━━ Text section
New flu testing technology may soon make diagnosing the virus as easy as breathing into an air tube.
Researchers from KTH Royal Institute of Technology in Sweden are developing an innovative flu test that’s as easy to operate as a breathalyzer and can determine an infection within minutes.
But the ease of use belies some serious technology — the biosensor contains “tens of thousands of wells, each smaller than the size of a single red blood cell.” Those wells capture virus particles from a patient’s exhaled breath and can analyze them far more rapidly than current nasal-swabbing techniques, which can take hours or even days.
The new test hinges on the collaboration of two pieces of technology — the ability to collect virus particles from a patient’s breath and the cutting-edge method of identifying the nuclear proteins of a flu virus.
“Now we have proven that the two crucial technologies work, independently from one another,” said researcher Laila Ladhani, a Ph.D. student at KTH Royal Institute of Technology.
Combining the high-tech elements into one device gives the new test a significant advantage over current detection methods, which could benefit patients during a normal flu season — but would be a tremendous benefit during a flu scare or epidemic.
“Compared to other current technologies, our approach has the advantage to enable easy integration with lab-on-chip sensing technologies for point-of-care applications. Altogether, our results are promising towards ‘effective prevention and control strategies’ during epidemics,” report the study authors in PLOS One.
A Closer Look at the Technology
While the new test is perhaps a few years away from hitting the market, the impressive technology may soon arm the medical community with a significant new tool in fighting infectious disease.
━━━━
━━ Excerpted records
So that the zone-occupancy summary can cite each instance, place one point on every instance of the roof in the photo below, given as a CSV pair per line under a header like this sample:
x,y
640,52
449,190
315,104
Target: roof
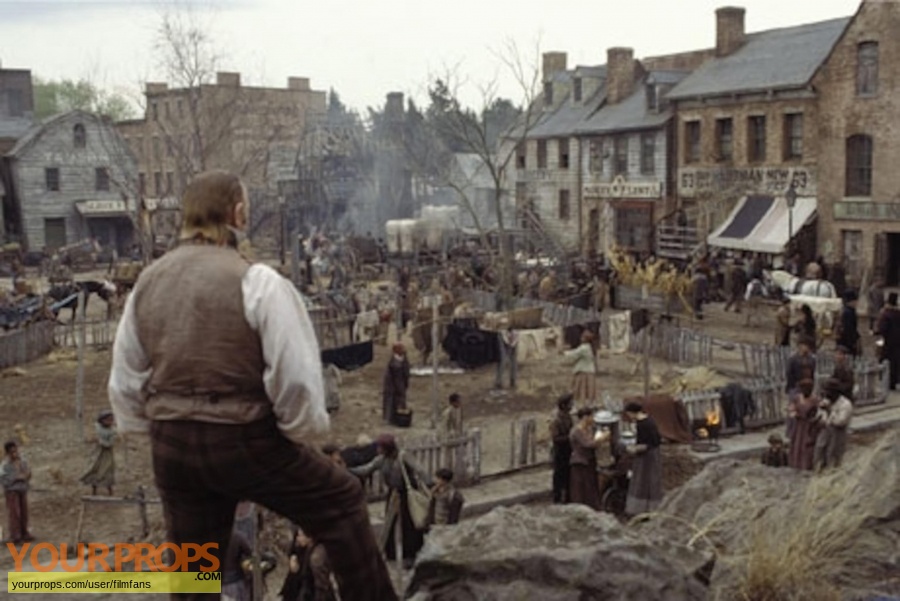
x,y
772,59
32,135
762,224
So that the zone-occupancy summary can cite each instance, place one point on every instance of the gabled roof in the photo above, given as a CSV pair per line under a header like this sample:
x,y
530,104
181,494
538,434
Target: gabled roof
x,y
35,132
769,60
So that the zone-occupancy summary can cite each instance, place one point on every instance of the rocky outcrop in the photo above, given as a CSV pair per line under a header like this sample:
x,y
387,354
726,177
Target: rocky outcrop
x,y
557,553
794,532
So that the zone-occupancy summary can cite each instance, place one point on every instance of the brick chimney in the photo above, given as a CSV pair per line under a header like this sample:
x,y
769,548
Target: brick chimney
x,y
228,78
621,72
298,83
156,87
554,62
730,33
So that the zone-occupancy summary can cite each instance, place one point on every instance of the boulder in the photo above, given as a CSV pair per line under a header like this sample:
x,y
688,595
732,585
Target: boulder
x,y
556,553
779,533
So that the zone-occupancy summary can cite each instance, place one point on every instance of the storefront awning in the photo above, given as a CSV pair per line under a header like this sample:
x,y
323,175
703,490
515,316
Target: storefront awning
x,y
761,224
103,208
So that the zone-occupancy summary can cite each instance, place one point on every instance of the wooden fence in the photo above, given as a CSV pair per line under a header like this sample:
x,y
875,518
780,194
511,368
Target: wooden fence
x,y
430,453
98,333
554,313
674,344
26,344
871,377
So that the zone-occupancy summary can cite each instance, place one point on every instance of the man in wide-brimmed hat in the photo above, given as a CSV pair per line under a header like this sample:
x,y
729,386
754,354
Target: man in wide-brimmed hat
x,y
837,411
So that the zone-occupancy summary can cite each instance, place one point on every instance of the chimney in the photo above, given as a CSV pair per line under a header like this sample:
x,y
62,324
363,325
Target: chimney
x,y
298,83
620,74
156,88
554,62
729,29
228,78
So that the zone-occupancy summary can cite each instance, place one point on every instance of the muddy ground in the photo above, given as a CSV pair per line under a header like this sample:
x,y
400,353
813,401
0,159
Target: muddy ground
x,y
40,397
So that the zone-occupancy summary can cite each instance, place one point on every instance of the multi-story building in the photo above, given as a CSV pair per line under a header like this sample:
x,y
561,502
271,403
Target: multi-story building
x,y
859,145
748,131
221,125
16,117
71,178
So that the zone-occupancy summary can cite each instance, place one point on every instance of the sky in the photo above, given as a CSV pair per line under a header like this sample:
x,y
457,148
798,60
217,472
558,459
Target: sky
x,y
364,49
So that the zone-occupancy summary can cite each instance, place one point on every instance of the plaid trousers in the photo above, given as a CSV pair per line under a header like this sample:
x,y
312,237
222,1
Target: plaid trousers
x,y
202,470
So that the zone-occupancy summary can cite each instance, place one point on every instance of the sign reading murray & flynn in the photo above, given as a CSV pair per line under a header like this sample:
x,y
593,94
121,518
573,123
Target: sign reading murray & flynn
x,y
696,181
619,188
867,211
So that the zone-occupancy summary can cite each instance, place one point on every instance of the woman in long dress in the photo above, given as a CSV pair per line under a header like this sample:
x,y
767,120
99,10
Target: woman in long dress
x,y
584,485
584,369
645,488
396,381
103,470
803,409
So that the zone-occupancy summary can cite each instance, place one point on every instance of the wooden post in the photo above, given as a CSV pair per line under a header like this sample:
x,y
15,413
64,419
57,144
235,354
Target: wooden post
x,y
79,376
434,301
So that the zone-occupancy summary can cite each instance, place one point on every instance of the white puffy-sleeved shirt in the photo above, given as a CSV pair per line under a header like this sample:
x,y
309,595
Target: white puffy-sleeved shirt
x,y
293,372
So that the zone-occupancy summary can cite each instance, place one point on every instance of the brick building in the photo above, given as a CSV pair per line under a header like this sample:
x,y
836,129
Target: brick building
x,y
747,135
71,179
859,139
16,117
221,125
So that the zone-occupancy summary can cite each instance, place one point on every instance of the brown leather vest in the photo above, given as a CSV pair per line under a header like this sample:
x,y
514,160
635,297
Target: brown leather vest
x,y
189,310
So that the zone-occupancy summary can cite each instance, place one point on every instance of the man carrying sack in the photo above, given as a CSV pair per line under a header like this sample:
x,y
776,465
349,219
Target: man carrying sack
x,y
217,359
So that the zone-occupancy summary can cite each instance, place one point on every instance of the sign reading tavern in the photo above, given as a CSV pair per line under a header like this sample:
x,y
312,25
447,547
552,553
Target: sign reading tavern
x,y
619,188
874,211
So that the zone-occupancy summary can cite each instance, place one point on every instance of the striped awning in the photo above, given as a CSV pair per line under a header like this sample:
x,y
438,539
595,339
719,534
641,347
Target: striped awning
x,y
762,224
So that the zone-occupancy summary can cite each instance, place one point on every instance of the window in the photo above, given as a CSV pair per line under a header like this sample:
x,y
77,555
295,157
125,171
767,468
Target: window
x,y
793,136
595,161
652,97
79,138
692,142
648,153
724,139
859,166
51,179
620,150
521,149
867,68
101,179
15,103
563,209
563,144
756,139
542,154
55,233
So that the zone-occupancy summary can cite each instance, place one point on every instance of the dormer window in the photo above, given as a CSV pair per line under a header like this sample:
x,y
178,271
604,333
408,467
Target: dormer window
x,y
652,97
79,138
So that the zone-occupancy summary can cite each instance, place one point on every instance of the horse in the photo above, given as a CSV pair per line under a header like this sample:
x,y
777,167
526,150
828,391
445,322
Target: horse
x,y
792,285
66,295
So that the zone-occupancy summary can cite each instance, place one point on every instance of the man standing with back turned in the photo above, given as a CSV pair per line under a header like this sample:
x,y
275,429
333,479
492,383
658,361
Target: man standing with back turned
x,y
217,359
━━━━
■ Questions on the material ■
(1) Decide whether each statement agrees with the text about the breath-based flu test, answering yes or no and quoting the deciding words: (a) Each well in the biosensor is smaller than a single red blood cell. (b) Current nasal-swabbing techniques give results within minutes. (c) Laila Ladhani is a Ph.D. student at KTH Royal Institute of Technology.
(2) According to the text about the breath-based flu test, in which publication did the study authors report their results?

■ Expected outputs ■
(1)
(a) Yes: "each smaller than the size of a single red blood cell."
(b) No: "which can take hours or even days."
(c) Yes: "a Ph.D. student at KTH Royal Institute of Technology."

(2) PLOS One.